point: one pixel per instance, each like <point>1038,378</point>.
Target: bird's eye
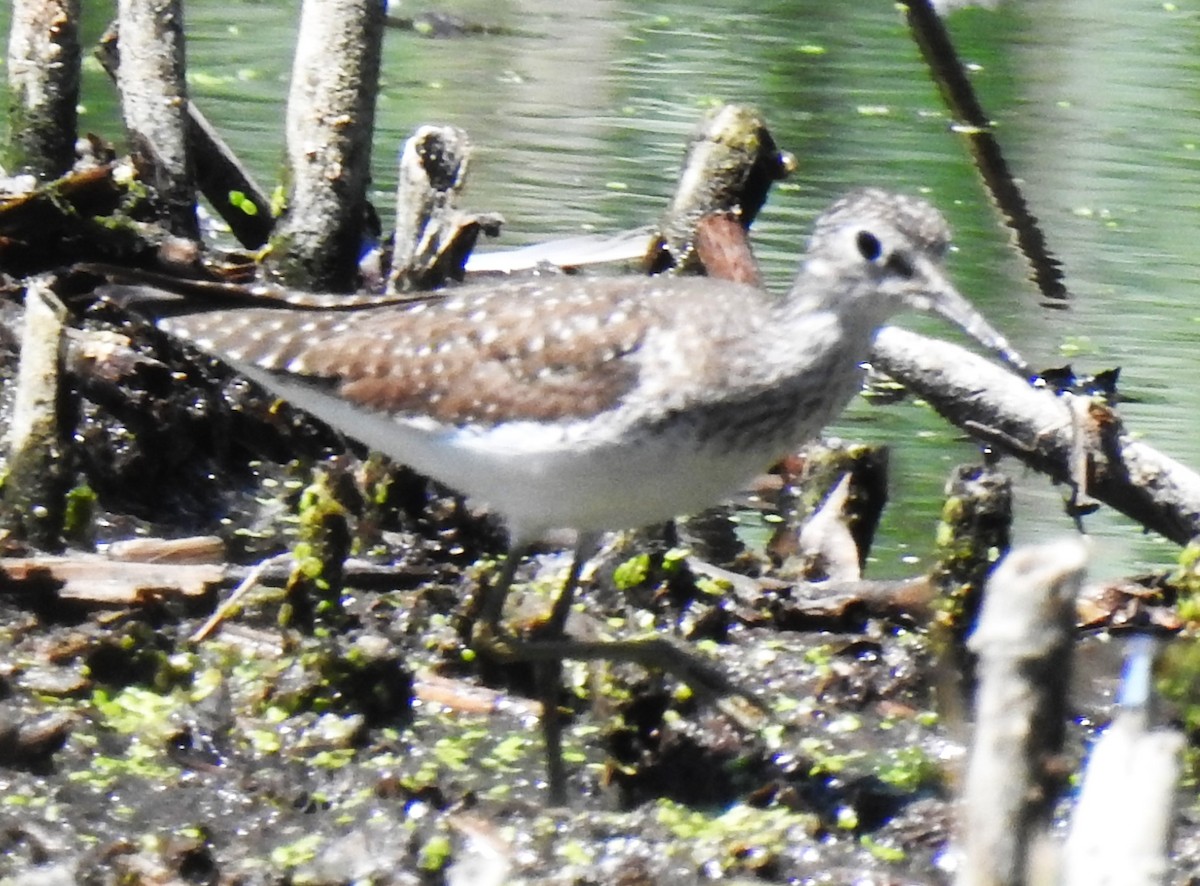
<point>869,245</point>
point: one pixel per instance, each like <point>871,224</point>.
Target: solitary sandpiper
<point>604,402</point>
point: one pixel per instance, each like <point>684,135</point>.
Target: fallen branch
<point>1047,431</point>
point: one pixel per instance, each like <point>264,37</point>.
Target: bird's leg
<point>491,598</point>
<point>586,545</point>
<point>549,671</point>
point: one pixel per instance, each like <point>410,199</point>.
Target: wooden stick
<point>1121,830</point>
<point>1038,427</point>
<point>34,491</point>
<point>1023,641</point>
<point>43,85</point>
<point>154,95</point>
<point>330,124</point>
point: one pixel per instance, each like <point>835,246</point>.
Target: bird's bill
<point>942,298</point>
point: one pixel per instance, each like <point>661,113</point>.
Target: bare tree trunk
<point>154,102</point>
<point>43,85</point>
<point>330,124</point>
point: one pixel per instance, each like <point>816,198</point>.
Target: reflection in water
<point>580,114</point>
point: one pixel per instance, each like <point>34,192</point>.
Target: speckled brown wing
<point>533,351</point>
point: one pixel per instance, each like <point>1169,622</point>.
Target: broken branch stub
<point>43,85</point>
<point>36,477</point>
<point>151,78</point>
<point>433,237</point>
<point>330,124</point>
<point>1023,644</point>
<point>731,163</point>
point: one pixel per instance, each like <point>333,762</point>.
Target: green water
<point>580,117</point>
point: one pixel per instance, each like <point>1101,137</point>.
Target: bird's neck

> [WHAT TO WORK ON]: Please echo the lines above back word for word, but leave the picture out of your copy.

> [RESPONSE]:
point: one pixel per instance, each like <point>1038,378</point>.
Target: bird's eye
<point>869,245</point>
point: one pixel per instance, each like <point>871,224</point>.
Target: solitary sandpiper
<point>604,402</point>
point: one pixel per instance, each like <point>684,135</point>.
Target: fallen branch
<point>1047,431</point>
point: one pixel per instance, each like <point>264,37</point>.
Target: bird's leg
<point>491,598</point>
<point>586,545</point>
<point>549,671</point>
point: one pixel per instance, each like <point>410,199</point>.
Target: wooden stick
<point>1121,830</point>
<point>1038,427</point>
<point>34,491</point>
<point>1023,641</point>
<point>43,85</point>
<point>154,95</point>
<point>330,124</point>
point: one pixel per instance, each like <point>835,246</point>.
Target: bird's bill
<point>942,298</point>
point: one pixel per instance, each like <point>661,113</point>.
Target: bare tree trunk
<point>154,102</point>
<point>43,85</point>
<point>330,124</point>
point: one pixel per instance, each like <point>816,198</point>.
Target: reflection in water
<point>580,114</point>
point: one pixel per instance, each like <point>34,192</point>.
Target: speckled brown wing
<point>533,351</point>
point: one pixel per instance, each like <point>1169,622</point>.
Target: broken branch stub
<point>43,85</point>
<point>36,477</point>
<point>151,78</point>
<point>433,237</point>
<point>330,124</point>
<point>1023,644</point>
<point>731,163</point>
point: one pixel per instance, each like <point>333,762</point>.
Target: green water
<point>580,117</point>
point: one pixel per instance, each like <point>1101,137</point>.
Target: bird's neck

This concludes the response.